Pellizotti raced the last six years with team Liquigas. Last year, he finished third overall at the Giro d’Italia and won the mountains competition at the Tour de France in 2009.

His team search is precarious, though, because the UCI may try to block his return. He last raced on May 1 at the GP Larciano because two days later, the UCI announced that he had suspicious biological passport readings.

It plotted the values of Pellizotti’s 22 anti-doping controls and spotted three that suspiciously stood out. It passed the information on to the Italian Olympic Committee (CONI), who agreed and recommended a two-year ban. The Italian anti-doping tribunal (TNA) didn’t agree, though, and acquitted him on October 21.

“There is not a sufficient level of certainty,” said the TNA, “to consider the accused cyclist of the crimes.”

The UCI is now likely to appeal the TNA’s decision to the Court of Arbitration for Sport (CAS) as it did with Tadej Valjavec. The UCI also stopped Valjavec on May 3 for suspicious biological passport readings, but his Slovenian national federation acquitted him. His future now is in the hands of the CAS. If the CAS rules in favour of the UCI, it will end Valjavec’s career and Pellizotti’s hopes. If not, the biological passport will come under threat.

Pellizotti maintains his innocence. He said that the suspicious readings were due to altitude training and not something sinister, like blood doping. Pending a UCI appeal and a possible suspension, he is free to race.

“Franco has a certain value,” Carera said, “but when the situation is not clear it is not easy for anyone, Franco included.”
+--
* GOAL OF THE EXERCISE:
Repeat word for word the part of the article about Pellizotti's doping case that begins at "It plotted the" and stops after "come under threat.".

* INPUT DATA:
+--
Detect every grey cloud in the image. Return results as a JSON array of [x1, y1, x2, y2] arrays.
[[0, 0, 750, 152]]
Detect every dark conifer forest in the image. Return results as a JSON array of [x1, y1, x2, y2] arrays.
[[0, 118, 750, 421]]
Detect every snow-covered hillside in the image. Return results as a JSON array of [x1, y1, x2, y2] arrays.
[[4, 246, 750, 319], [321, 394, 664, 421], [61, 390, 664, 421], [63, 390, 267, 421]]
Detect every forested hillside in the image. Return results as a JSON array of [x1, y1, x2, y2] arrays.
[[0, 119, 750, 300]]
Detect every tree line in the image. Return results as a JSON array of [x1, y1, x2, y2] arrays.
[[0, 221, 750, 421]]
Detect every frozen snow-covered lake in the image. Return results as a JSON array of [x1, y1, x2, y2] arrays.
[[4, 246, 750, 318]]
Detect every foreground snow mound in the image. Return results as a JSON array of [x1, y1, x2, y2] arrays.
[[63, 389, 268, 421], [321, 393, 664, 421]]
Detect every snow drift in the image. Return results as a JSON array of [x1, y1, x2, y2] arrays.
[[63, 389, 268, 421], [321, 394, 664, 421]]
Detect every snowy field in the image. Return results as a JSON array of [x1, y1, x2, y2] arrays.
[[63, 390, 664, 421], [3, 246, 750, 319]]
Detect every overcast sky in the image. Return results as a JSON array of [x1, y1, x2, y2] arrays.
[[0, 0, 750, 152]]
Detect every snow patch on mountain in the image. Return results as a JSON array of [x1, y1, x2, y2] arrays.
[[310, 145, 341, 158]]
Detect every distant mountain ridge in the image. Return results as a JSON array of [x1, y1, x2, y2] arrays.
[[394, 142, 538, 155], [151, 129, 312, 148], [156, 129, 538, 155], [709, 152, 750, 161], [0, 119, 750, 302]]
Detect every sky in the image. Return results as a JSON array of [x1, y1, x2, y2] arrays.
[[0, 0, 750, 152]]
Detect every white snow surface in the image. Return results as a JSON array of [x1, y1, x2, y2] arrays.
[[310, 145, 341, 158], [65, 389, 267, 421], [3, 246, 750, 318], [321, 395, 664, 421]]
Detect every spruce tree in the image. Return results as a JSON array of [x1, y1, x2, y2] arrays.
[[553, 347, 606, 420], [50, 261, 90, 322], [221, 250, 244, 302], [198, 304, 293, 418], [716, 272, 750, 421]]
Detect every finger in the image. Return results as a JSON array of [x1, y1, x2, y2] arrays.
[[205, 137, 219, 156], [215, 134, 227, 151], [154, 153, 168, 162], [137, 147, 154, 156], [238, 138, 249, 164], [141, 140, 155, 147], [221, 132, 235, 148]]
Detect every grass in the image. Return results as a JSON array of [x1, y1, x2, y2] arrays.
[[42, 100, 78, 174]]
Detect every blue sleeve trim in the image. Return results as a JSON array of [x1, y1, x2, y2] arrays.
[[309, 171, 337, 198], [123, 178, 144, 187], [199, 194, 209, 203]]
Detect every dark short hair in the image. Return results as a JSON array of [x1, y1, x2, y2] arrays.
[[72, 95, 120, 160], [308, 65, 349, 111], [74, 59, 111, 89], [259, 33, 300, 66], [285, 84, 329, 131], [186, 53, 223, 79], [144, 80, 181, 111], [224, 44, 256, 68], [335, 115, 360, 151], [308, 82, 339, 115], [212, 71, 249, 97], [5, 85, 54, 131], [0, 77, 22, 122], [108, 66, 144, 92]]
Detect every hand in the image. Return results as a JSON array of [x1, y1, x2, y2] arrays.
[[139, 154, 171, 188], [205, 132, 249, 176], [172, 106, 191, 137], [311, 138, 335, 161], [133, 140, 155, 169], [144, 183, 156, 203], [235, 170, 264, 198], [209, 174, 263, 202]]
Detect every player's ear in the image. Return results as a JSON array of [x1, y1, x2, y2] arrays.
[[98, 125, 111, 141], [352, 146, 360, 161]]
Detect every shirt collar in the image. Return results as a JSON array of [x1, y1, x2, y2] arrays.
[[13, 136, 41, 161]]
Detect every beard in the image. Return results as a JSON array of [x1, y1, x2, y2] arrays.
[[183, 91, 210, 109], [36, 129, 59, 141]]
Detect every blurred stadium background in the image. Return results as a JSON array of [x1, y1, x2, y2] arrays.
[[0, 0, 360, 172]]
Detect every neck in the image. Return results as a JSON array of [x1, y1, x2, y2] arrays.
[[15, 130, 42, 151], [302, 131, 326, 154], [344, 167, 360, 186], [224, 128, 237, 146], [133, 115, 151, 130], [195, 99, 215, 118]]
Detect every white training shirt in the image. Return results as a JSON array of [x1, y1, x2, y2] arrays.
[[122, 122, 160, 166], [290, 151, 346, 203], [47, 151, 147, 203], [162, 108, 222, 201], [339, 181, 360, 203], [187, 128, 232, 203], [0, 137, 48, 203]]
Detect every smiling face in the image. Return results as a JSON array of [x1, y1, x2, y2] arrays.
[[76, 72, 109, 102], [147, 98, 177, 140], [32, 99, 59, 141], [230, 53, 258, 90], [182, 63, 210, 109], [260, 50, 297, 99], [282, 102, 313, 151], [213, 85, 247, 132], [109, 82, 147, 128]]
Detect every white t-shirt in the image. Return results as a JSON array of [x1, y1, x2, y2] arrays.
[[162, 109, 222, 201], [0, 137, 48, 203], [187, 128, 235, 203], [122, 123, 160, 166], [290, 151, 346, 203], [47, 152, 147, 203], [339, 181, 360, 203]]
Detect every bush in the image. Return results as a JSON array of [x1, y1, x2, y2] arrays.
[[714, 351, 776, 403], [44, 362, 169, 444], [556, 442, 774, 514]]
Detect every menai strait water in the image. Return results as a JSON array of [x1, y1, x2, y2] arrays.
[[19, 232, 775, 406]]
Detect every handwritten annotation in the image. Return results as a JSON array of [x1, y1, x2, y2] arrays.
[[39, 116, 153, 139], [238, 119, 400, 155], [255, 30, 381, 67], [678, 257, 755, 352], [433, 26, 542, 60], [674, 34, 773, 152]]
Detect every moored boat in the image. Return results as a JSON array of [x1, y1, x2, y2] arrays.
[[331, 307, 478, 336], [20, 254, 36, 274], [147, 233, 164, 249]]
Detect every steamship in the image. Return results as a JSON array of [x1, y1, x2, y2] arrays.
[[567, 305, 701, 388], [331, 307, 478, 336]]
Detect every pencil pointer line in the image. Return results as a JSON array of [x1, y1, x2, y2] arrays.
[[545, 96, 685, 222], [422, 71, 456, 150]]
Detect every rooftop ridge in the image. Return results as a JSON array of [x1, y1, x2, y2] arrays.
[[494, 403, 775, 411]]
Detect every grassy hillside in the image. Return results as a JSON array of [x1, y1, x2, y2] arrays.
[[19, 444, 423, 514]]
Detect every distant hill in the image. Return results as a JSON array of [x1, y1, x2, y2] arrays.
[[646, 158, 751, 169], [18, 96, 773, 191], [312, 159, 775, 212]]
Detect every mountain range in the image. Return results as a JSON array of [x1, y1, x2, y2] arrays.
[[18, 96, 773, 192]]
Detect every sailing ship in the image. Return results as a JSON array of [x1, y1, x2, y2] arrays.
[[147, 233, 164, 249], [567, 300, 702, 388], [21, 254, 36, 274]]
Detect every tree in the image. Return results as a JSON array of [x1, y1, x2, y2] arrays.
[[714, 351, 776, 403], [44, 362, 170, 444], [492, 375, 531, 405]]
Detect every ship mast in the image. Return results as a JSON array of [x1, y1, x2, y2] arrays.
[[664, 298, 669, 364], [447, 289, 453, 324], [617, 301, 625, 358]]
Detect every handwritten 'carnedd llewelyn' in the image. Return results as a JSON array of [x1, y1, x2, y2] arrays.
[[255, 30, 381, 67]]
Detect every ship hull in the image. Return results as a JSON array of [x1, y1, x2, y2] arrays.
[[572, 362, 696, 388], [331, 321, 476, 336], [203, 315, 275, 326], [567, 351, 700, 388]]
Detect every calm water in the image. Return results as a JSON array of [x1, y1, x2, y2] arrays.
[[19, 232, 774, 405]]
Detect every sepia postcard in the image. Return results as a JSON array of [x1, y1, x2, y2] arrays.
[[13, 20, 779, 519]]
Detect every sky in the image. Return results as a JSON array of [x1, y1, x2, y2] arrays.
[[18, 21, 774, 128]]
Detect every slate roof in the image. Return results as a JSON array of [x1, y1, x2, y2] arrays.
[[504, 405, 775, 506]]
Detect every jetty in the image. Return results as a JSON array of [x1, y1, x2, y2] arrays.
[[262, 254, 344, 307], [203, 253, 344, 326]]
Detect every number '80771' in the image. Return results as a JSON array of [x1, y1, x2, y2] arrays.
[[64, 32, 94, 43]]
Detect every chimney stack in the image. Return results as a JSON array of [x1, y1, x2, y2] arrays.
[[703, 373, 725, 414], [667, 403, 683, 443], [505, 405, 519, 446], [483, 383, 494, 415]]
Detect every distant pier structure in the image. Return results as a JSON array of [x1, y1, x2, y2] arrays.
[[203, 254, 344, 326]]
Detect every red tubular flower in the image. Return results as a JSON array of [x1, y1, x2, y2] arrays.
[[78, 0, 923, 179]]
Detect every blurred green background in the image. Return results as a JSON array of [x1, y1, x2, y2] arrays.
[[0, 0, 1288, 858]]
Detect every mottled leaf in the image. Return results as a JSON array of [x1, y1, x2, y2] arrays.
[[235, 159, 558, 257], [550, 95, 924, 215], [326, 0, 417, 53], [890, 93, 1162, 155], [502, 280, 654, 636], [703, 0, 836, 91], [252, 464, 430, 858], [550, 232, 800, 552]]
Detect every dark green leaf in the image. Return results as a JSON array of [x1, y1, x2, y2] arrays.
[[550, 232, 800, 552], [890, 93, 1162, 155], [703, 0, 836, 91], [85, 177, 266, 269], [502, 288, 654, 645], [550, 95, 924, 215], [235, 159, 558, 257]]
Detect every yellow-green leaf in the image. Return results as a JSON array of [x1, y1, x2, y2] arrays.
+--
* ANSWER SPACE:
It plotted the values of Pellizotti’s 22 anti-doping controls and spotted three that suspiciously stood out. It passed the information on to the Italian Olympic Committee (CONI), who agreed and recommended a two-year ban. The Italian anti-doping tribunal (TNA) didn’t agree, though, and acquitted him on October 21.

“There is not a sufficient level of certainty,” said the TNA, “to consider the accused cyclist of the crimes.”

The UCI is now likely to appeal the TNA’s decision to the Court of Arbitration for Sport (CAS) as it did with Tadej Valjavec. The UCI also stopped Valjavec on May 3 for suspicious biological passport readings, but his Slovenian national federation acquitted him. His future now is in the hands of the CAS. If the CAS rules in favour of the UCI, it will end Valjavec’s career and Pellizotti’s hopes. If not, the biological passport will come under threat.